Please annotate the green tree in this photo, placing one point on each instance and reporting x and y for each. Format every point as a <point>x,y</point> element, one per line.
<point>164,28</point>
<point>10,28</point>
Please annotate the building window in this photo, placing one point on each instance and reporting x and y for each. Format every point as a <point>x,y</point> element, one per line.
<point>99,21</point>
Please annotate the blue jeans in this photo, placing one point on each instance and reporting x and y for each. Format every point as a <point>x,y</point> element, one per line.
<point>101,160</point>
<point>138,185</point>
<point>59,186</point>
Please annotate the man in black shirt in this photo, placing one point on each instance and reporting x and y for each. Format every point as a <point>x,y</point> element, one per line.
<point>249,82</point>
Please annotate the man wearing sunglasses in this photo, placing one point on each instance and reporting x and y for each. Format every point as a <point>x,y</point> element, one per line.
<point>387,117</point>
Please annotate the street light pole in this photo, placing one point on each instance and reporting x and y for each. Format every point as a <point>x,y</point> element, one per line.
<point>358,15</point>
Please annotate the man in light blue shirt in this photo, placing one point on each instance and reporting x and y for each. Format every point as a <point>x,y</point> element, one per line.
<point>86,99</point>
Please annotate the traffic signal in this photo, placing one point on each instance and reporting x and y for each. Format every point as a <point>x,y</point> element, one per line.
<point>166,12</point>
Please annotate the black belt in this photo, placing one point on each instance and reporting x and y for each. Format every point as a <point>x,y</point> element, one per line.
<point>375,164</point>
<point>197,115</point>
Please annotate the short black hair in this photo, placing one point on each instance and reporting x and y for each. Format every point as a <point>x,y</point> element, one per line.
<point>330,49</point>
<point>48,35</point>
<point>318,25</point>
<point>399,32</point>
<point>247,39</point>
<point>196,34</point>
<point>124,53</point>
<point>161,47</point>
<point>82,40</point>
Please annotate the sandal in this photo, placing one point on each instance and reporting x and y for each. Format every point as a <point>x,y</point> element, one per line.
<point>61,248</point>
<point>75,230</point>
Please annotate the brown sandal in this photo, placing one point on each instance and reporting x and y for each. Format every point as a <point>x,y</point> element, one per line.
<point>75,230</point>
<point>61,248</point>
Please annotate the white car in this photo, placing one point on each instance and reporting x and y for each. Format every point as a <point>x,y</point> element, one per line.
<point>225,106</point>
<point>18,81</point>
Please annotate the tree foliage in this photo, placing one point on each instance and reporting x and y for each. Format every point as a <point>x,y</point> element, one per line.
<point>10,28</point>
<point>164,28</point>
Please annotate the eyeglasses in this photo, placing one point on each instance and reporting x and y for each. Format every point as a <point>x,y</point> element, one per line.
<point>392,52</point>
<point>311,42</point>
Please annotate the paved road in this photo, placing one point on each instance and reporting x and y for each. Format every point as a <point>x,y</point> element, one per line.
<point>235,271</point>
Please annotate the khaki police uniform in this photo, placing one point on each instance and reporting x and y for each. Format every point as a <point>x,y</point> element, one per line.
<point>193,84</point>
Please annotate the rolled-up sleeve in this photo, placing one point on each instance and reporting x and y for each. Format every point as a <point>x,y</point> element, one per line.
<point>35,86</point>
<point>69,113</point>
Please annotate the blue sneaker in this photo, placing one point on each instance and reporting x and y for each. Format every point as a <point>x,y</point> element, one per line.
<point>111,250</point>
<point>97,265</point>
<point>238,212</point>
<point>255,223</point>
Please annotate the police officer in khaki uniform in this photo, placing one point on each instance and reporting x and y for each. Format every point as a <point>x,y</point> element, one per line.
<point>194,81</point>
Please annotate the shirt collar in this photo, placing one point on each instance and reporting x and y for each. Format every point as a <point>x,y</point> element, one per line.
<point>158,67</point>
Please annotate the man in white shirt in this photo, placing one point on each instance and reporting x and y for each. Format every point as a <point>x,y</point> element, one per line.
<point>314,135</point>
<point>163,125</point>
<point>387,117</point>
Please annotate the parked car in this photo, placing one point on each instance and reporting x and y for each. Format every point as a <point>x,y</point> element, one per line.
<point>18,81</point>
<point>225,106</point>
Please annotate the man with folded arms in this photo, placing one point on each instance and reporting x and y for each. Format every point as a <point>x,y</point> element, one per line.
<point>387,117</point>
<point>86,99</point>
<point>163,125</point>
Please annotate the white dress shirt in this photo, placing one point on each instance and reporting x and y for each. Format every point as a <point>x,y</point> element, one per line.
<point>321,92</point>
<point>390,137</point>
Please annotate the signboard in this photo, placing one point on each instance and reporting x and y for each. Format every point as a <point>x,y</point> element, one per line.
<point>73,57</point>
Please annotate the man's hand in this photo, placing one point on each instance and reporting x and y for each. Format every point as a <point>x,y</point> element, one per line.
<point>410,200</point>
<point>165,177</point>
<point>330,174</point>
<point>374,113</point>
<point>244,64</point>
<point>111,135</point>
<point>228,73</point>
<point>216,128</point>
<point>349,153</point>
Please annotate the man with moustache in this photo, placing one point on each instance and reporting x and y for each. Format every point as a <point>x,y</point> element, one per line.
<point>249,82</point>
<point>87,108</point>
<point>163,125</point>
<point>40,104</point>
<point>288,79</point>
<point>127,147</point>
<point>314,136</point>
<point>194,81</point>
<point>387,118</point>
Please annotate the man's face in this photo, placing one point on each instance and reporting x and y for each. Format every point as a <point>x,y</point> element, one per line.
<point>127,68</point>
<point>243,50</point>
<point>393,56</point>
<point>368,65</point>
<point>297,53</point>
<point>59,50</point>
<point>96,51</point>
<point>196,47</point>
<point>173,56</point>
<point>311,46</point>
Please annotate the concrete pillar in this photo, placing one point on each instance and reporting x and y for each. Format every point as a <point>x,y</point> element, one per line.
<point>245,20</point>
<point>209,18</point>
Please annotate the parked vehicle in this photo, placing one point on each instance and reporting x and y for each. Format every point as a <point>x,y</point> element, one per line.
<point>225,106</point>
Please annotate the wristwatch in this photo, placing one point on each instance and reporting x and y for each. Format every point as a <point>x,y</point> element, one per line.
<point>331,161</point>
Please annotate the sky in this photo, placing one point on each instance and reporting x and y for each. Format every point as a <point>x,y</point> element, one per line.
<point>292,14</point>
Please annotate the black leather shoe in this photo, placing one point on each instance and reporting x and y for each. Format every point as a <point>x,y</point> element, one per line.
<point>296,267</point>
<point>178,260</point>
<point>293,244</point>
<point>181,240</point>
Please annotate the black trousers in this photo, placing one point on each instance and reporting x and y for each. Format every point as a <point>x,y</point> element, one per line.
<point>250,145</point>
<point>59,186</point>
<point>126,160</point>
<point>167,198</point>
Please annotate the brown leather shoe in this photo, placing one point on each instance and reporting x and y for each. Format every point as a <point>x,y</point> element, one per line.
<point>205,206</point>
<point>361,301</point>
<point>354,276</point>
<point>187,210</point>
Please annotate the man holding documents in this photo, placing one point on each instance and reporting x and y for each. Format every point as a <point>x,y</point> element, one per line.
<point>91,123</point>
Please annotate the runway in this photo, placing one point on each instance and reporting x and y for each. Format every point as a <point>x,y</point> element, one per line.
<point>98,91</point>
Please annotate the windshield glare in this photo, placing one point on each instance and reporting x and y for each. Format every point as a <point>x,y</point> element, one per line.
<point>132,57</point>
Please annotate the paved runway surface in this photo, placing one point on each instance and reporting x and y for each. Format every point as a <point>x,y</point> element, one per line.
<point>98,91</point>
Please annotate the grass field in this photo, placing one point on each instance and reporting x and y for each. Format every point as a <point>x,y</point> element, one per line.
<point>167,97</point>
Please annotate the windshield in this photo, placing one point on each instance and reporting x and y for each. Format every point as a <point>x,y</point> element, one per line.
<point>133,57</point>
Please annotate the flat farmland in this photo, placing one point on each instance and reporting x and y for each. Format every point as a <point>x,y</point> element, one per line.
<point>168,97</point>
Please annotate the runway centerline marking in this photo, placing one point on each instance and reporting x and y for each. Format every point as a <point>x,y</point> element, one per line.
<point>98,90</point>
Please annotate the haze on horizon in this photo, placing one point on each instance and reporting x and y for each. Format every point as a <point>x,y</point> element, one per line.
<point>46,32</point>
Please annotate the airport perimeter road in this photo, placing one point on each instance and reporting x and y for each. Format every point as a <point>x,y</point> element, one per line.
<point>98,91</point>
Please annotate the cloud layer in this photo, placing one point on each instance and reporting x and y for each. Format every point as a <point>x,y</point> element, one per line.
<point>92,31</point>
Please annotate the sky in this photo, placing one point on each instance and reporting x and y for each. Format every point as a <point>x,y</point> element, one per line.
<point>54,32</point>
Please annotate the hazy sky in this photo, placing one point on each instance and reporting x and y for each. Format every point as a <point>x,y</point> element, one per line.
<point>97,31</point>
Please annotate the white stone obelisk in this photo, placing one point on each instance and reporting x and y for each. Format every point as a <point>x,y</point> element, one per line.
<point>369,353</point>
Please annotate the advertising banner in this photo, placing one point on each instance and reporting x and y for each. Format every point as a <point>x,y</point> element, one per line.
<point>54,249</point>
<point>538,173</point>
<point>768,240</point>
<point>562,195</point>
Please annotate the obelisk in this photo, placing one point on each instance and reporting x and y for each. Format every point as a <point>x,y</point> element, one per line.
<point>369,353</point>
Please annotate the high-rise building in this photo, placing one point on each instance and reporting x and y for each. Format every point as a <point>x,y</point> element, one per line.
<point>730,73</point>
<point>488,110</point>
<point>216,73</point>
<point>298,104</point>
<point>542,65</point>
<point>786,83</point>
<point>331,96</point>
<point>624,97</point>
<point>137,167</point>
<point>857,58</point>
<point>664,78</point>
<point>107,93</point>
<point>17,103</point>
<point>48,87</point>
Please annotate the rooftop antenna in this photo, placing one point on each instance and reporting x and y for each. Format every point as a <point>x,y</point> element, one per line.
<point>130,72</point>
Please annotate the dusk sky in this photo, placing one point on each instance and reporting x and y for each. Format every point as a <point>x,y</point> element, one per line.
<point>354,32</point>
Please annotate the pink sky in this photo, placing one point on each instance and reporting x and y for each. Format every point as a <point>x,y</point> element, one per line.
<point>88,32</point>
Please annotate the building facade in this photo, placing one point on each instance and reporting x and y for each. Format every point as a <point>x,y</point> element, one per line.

------

Write out only what runs from the line holding "Please annotate the obelisk" through the last line of the records, exactly as shown.

Correct answer:
Please annotate the obelisk in this photo, placing one point on each instance and reporting x and y for each. Format every point as a <point>x,y</point> element, one per line.
<point>369,353</point>
Please annotate the high-rise building in this photo, placing one point on each instance and reporting x and y for each. Format every point as a <point>x,y</point> element, one per line.
<point>730,73</point>
<point>488,110</point>
<point>216,73</point>
<point>298,104</point>
<point>542,65</point>
<point>786,83</point>
<point>331,96</point>
<point>624,97</point>
<point>137,167</point>
<point>857,58</point>
<point>664,78</point>
<point>107,93</point>
<point>17,103</point>
<point>48,87</point>
Please annotate the rooftop antenna in this photo, placing one point on each instance and reporting x and y for each. Format every point as a <point>x,y</point> element, one per line.
<point>130,72</point>
Please annotate the dusk sky in this photo, placing one point on each instance and reporting x and y for each. Format every point as a <point>x,y</point> element, one per line.
<point>354,32</point>
Please annotate the pink sky in this photo, placing one point on each instance and reporting x and y for each. Format every point as a <point>x,y</point> element, one per line.
<point>88,32</point>
Please annotate the building facade in this photo, placing one point on each instance and reporting x and y for each. Format every point as a <point>x,y</point> element, one per line.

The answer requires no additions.